Data items:

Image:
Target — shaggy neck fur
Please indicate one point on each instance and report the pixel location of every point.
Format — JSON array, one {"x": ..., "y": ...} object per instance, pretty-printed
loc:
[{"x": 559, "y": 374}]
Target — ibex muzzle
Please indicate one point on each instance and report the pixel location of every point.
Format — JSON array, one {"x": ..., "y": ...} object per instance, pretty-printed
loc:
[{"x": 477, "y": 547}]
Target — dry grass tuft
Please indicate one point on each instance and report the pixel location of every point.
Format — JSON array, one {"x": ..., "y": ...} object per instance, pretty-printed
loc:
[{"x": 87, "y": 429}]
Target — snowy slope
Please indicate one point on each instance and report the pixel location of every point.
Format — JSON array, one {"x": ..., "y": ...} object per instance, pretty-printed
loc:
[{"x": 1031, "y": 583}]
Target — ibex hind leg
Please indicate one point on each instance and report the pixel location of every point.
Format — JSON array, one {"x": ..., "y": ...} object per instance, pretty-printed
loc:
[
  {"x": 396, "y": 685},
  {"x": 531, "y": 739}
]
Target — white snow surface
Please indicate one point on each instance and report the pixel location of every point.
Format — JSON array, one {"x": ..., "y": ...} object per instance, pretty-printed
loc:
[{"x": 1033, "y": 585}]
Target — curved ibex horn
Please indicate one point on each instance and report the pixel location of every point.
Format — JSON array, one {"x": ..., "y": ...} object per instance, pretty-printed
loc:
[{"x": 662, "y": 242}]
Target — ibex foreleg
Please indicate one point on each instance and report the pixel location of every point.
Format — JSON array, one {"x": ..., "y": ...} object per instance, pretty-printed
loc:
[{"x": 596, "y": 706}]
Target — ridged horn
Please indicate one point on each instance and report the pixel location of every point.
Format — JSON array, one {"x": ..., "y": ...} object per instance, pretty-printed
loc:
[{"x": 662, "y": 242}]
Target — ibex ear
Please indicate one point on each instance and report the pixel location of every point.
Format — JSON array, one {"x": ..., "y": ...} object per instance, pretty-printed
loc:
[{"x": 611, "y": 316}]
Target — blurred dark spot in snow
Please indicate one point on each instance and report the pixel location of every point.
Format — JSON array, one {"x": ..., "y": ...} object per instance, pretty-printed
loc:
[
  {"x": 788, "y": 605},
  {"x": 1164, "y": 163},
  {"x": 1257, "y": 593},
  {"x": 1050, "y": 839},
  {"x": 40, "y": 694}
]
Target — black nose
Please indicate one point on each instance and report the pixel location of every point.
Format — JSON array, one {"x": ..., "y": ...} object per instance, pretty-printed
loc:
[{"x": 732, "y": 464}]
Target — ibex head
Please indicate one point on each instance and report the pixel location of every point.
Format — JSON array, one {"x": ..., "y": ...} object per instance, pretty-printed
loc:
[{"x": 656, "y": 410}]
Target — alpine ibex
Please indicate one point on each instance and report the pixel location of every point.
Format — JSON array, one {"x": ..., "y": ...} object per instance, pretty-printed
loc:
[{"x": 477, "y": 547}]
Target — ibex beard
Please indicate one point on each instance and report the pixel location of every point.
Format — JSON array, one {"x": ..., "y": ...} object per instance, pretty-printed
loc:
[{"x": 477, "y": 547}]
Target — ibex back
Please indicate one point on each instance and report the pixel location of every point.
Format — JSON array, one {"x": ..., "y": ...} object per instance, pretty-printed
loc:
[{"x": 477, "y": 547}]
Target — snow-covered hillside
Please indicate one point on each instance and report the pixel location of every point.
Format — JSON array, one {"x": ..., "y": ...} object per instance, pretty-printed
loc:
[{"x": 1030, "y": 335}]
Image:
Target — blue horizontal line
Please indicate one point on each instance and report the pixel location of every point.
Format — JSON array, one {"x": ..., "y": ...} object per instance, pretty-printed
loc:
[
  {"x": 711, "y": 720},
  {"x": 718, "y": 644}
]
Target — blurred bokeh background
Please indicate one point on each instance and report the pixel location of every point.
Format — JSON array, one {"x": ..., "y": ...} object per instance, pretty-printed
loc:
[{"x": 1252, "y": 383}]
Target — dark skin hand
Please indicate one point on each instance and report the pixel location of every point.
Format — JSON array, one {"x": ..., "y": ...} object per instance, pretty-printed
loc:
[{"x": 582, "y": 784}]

PROBLEM TO SOLVE>
Give the records above again, word for word.

OUTPUT OF THE EXERCISE>
Image:
Target — shaggy neck fur
Please indicate one point on each instance and report the pixel location of every point.
Format — JSON array, one {"x": ..., "y": ...} object per instance, pretty-printed
loc:
[{"x": 559, "y": 374}]
Target — ibex muzzle
Please indicate one point on each instance and report the pixel location of every point.
Format — JSON array, one {"x": ..., "y": ...} object per instance, pretty-printed
loc:
[{"x": 477, "y": 547}]
Target — dry grass tuft
Please indicate one point on each instance and report the pixel location of every point.
Format — JSON array, one {"x": ..., "y": ...} object per instance, pretty-printed
loc:
[{"x": 87, "y": 429}]
Target — snowy slope
Please indicate one point on each instance and report the pixel location of every point.
Format — JSON array, one {"x": ..., "y": ...} object per instance, pretty-printed
loc:
[{"x": 1031, "y": 583}]
Target — ibex hind leg
Please indicate one point on each instance and report the pixel location of every point.
Format — JSON array, one {"x": ..., "y": ...} object per instance, pretty-printed
loc:
[
  {"x": 396, "y": 685},
  {"x": 531, "y": 739}
]
Target — white snow surface
Please indicate one point on each instance and report the pixel location of every point.
Format — JSON array, one {"x": ..., "y": ...} object per instance, pretty-printed
loc:
[{"x": 1033, "y": 585}]
Target — curved ibex horn
Please indicate one point on each instance and report the pixel location of every point.
Format — JSON array, one {"x": ..., "y": ...} object per instance, pretty-printed
loc:
[{"x": 662, "y": 242}]
Target — ibex foreleg
Please indicate one point on each instance and report the pixel location of every point.
Format — JSON array, one {"x": ..., "y": ...} object per instance, pretty-printed
loc:
[{"x": 596, "y": 706}]
Target — ridged horn
Please indicate one point on each instance and report the pixel location of every point.
Format — JSON array, one {"x": ..., "y": ...} object per instance, pretty-printed
loc:
[{"x": 662, "y": 242}]
Target — ibex ear
Please indicate one point on each instance and report the pixel location of every point.
Format — JSON array, one {"x": ..., "y": ...} object per instance, pretty-printed
loc:
[{"x": 611, "y": 316}]
Target — blurred dark spot in snow
Please indicate one point on each instance and report the pixel location of every point.
Format — JSON array, one {"x": ..., "y": ...} object per instance, pretty-printed
loc:
[
  {"x": 788, "y": 605},
  {"x": 1164, "y": 163},
  {"x": 1257, "y": 593},
  {"x": 1050, "y": 839},
  {"x": 40, "y": 694}
]
Target — black nose
Please indicate one point on each instance and report the pixel location of every point.
Format — JSON array, one {"x": ..., "y": ...} object per instance, pretty-printed
loc:
[{"x": 732, "y": 464}]
Target — ibex head
Please indicate one point on each instance and report the pixel location of every point.
Format — JSON array, one {"x": ..., "y": ...} object per instance, pretty-printed
loc:
[{"x": 656, "y": 410}]
Target — alpine ibex
Please indicate one point on each instance and report the pixel location of every point.
Format — JSON array, one {"x": ..., "y": ...} object per instance, pretty-printed
loc:
[{"x": 477, "y": 547}]
Target — ibex beard
Please indicate one point on each instance and report the pixel location of every point.
Format — JSON array, one {"x": ..., "y": ...} object per instance, pretty-printed
loc:
[{"x": 477, "y": 547}]
Target — ibex back
Please indicate one point on each instance and report the pixel location of every point.
Format — JSON array, one {"x": ..., "y": ...} object per instance, pretty-printed
loc:
[{"x": 477, "y": 547}]
Target — snow-covered hillside
Please indicate one point on each instance and report the pixel location of every point.
Format — JSON array, one {"x": ..., "y": ...} object per instance, pretty-printed
loc:
[{"x": 1030, "y": 335}]
Image:
Target — blue horizontal line
Please indicate one point on each instance and report the pixel location of every point.
Format — JSON array, one {"x": ..., "y": ...} object per instance, pretty-printed
loc:
[
  {"x": 711, "y": 720},
  {"x": 718, "y": 644}
]
Target — blurred bokeh background
Please indicate one point on each instance and report the pixel location of every point.
Format — JSON array, one {"x": ..., "y": ...} object per instance, pretty-printed
loc:
[{"x": 1252, "y": 383}]
Target — dark skin hand
Please indicate one point on each instance and report the pixel location of every point.
Format — JSON array, one {"x": ..., "y": ...} object per instance, pretty-printed
loc:
[{"x": 582, "y": 784}]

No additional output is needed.